READING PASSAGE:

--- Start ---

When the third child finally arrives, her rich douche of a brother (Mark Duplass) gifts her a night nanny to care for the baby in the evenings so she and her husband (Ron Livingston) can get some rest. While admittedly apprehensive at first, Theron reaches her breaking point and eventually calls her up, because she also has an 8 year old daughter, and a kindergartener with behavior issues who is having trouble at school. Her husband is a hard worker and helps with homework, but is otherwise out of commission once bedtime rolls around.

Charlize Theron is a Tired Mom in ‘Tully’
Photo credit: Focus Features

This is not a film that glamorizes the bonds between mother and child. This is a film featuring a montage of breast pumping, baby monitoring, and diaper genies to illustrate the drudgery of child rearing. Charlize Theron is a beautiful woman, and she has never been afraid to make herself look unattractive on screen, this time covering her body in 40 pounds of pure flab. Her face wears a continuous expression of suffering which may reflect how some mothers feel about their lot in life, but also is an expression of her own narcissism. She turns the baby weight into a cross she continues to bear long after the children are out of her womb, as she begins to think back about what her life could have been.

--- End ---

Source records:
--- Start ---

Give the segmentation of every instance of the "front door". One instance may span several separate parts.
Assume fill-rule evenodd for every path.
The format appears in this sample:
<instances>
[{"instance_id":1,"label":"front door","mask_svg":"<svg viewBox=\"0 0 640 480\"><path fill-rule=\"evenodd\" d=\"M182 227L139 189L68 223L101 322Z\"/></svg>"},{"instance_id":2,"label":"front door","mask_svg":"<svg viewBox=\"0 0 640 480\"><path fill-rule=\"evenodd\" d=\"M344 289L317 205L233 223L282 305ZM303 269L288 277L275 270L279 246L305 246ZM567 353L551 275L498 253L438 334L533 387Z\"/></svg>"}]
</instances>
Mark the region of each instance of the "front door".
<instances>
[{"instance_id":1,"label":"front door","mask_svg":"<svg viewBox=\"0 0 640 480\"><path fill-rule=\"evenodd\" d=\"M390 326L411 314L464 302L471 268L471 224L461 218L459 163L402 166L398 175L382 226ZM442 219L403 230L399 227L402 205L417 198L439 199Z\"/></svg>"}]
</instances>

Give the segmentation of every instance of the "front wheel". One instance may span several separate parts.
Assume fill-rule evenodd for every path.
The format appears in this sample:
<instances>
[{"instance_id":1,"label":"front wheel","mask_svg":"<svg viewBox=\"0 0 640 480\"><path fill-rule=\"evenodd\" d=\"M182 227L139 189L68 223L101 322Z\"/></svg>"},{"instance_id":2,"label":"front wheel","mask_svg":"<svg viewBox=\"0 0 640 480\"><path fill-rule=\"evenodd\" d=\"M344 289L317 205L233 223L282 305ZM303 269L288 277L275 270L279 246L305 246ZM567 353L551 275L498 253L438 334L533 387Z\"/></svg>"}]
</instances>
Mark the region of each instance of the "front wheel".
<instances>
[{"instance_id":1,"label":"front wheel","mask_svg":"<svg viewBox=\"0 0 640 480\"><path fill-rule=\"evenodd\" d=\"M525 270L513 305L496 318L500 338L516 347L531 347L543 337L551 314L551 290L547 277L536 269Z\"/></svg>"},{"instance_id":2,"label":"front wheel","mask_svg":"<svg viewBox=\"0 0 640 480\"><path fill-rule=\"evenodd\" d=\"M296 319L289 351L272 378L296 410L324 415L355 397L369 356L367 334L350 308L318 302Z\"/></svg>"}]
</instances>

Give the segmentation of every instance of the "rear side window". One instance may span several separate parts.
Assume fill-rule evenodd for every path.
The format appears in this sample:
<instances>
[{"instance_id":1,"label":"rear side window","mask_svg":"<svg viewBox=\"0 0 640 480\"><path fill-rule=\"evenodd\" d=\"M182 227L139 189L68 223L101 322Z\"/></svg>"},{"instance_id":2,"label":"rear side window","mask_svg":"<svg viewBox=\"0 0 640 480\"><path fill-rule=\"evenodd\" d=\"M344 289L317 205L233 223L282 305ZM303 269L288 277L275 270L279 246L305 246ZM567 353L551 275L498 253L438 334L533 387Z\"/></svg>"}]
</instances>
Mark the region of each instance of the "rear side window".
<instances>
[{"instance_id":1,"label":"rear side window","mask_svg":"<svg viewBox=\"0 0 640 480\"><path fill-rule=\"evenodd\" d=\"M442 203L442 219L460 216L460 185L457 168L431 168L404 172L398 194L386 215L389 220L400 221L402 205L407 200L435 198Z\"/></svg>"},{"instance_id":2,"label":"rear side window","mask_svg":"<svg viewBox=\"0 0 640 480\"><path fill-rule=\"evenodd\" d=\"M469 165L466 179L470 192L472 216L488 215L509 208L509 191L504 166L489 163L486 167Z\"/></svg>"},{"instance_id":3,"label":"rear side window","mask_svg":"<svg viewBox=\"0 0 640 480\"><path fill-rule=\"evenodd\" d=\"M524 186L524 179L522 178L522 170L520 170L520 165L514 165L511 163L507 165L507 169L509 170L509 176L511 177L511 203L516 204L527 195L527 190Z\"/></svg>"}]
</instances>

--- End ---

TASK SET:
**1)** Extract every line of the entries that contains the string "several", treating uppercase and lowercase as different.
**2)** Carry on the review of the film "Tully," starting after its last sentence.

PER-TASK OUTPUTS:
**1)**
Give the segmentation of every instance of the "front door". One instance may span several separate parts.
Give the segmentation of every instance of the "front wheel". One instance may span several separate parts.
Give the segmentation of every instance of the "rear side window". One instance may span several separate parts.

**2)**
The night nanny Tully (Mackenzie Davis) appears to be one part free spirit rock festival groupie, and one part Mary Poppins… she leaves the house spotless in the morning, the baby is sleeping and cupcakes are baked for the children’s school. She represents the promise, optimism and freedom of youth. Tully not only attends to and nurtures the baby, but she attends to and nurtures Theron’s Margo in ways no one else has. The rest of the house seems to benefit as well, with Margo shedding some of the exhaustion to regain a little bit of her spirit as she thinks about what her life could be like without these kids.

“Tully” is the third collaboration between director Jason Reitman and screenwriter Diablo Cody, and the director is the one who’s been able to translate her hyper-self-aware-too-cool-for-school dialogue best on screen. And this is their third straight story about dealing with an emptiness at the center of adulthood that cannot be filled. Margo bears a passing resemblance to Jason Bateman’s character in “Juno”… he was a prospective dad who wasn’t sure he wanted to give up the trappings of his life to support another new child in the world. But the Juno-like quips don’t land as often in this film.

Mackenzie Davis as the Title Character with Charlize Theron in ‘Tully’
Photo credit: Focus Features

“Tully” is meant to be a deep dive into motherhood and the agonies, suffering, and compromises we make for others, and it’s squarely pitched at them from an ironic distance… what mother hasn’t fantasized about going back to their old life before kids got in the way? But “Tully” sometimes comes off as condescending as well. Margo is a martyr in her own mind, and isn’t an entirely sympathetic character to begin with. And by the time her 90 minutes were up, she had more than worn out her welcome.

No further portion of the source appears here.